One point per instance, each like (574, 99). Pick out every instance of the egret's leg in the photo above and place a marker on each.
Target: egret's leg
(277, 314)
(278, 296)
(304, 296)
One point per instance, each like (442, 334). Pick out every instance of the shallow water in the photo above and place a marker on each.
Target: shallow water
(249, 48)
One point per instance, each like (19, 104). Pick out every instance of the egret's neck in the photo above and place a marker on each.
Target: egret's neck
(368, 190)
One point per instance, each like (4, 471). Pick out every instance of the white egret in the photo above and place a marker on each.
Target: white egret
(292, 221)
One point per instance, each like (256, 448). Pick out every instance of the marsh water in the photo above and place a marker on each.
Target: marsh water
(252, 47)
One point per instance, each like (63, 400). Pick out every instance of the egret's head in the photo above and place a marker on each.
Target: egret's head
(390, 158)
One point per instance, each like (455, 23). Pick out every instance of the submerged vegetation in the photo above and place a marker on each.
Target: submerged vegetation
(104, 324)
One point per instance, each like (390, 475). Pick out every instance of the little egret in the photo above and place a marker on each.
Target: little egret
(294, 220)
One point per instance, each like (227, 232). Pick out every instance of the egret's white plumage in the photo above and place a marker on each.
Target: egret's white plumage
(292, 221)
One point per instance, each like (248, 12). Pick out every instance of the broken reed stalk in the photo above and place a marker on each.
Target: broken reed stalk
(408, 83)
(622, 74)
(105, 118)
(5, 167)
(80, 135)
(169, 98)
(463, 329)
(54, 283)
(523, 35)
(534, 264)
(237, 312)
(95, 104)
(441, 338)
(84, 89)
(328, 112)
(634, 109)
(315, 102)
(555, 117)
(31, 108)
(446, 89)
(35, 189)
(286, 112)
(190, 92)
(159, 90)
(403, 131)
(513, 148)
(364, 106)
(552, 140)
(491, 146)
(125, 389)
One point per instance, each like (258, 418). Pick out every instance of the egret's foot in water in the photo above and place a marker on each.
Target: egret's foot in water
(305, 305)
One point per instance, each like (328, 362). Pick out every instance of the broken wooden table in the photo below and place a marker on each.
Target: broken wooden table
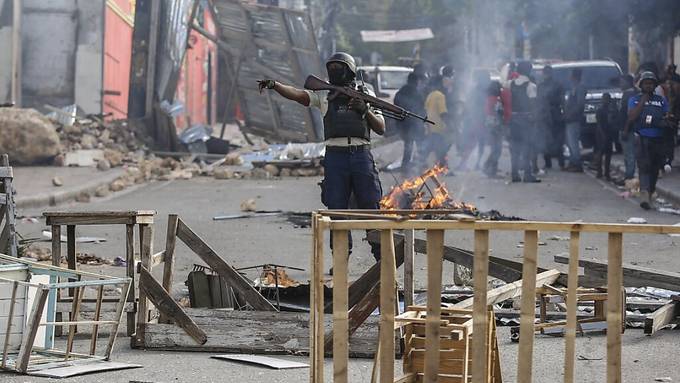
(144, 219)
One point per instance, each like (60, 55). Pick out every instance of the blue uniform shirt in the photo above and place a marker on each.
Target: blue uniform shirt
(648, 123)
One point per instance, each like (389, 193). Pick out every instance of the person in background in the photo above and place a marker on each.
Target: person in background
(494, 124)
(647, 116)
(410, 97)
(605, 132)
(551, 100)
(473, 132)
(673, 118)
(573, 117)
(522, 123)
(437, 141)
(627, 84)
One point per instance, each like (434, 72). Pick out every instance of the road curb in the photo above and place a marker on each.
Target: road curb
(63, 196)
(668, 194)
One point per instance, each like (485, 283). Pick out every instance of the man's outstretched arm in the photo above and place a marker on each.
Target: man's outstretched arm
(290, 92)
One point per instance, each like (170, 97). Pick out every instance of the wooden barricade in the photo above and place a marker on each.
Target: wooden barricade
(480, 369)
(8, 239)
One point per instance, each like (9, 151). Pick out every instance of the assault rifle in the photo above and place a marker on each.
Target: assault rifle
(387, 109)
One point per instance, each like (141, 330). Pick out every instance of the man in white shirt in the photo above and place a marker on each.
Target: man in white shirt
(349, 168)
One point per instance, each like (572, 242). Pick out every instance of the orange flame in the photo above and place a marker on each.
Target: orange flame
(410, 193)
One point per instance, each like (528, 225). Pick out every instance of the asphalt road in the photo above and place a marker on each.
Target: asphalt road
(245, 242)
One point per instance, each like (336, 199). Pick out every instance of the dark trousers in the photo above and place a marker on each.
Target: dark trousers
(604, 140)
(651, 154)
(351, 174)
(495, 141)
(521, 148)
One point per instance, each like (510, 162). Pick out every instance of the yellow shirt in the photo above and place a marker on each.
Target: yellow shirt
(435, 105)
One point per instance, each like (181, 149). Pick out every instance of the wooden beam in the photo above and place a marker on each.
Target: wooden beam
(570, 331)
(169, 257)
(340, 317)
(633, 276)
(528, 307)
(409, 252)
(387, 304)
(480, 275)
(435, 253)
(166, 305)
(233, 278)
(511, 290)
(614, 306)
(661, 317)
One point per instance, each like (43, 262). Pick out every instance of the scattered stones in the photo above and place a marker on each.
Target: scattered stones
(272, 169)
(102, 191)
(249, 205)
(28, 137)
(83, 197)
(223, 173)
(103, 165)
(233, 159)
(117, 185)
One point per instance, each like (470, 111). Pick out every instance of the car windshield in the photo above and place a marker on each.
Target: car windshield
(393, 79)
(594, 77)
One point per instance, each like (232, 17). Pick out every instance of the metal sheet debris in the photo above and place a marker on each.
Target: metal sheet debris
(278, 364)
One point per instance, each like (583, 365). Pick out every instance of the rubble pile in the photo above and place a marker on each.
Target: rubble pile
(28, 137)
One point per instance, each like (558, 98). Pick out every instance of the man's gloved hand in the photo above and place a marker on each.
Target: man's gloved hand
(358, 105)
(265, 84)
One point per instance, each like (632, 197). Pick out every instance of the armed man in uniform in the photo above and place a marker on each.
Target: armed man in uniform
(349, 168)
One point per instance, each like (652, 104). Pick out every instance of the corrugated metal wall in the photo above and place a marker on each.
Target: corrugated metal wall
(117, 54)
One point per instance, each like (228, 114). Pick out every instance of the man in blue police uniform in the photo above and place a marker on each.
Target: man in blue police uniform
(647, 114)
(349, 168)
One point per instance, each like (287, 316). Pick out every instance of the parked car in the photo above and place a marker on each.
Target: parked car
(598, 77)
(386, 80)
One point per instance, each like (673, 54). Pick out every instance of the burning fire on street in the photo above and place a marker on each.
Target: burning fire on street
(427, 192)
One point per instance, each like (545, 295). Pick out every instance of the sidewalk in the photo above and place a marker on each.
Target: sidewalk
(668, 186)
(34, 187)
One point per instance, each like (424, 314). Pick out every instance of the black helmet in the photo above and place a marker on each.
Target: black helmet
(344, 58)
(647, 75)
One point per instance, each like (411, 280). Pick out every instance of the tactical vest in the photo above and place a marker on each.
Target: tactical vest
(521, 103)
(340, 121)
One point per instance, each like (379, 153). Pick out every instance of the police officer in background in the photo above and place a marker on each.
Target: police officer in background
(349, 168)
(647, 116)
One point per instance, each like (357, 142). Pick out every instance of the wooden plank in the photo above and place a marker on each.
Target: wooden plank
(75, 314)
(28, 338)
(8, 330)
(113, 333)
(633, 275)
(528, 307)
(169, 265)
(340, 308)
(661, 317)
(480, 274)
(614, 285)
(130, 272)
(97, 316)
(435, 254)
(165, 304)
(258, 332)
(510, 290)
(233, 278)
(145, 250)
(570, 331)
(409, 252)
(387, 302)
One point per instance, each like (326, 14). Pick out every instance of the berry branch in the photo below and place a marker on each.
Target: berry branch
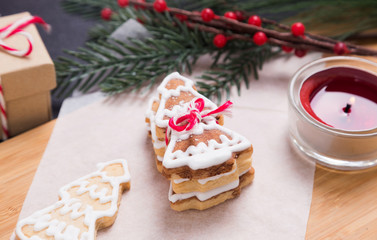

▸ **Your instructions**:
Count the lines in the records above that contain the string "sidewalk", treating case as significant. Reply with the number alone.

▸ **Response to the exercise**:
2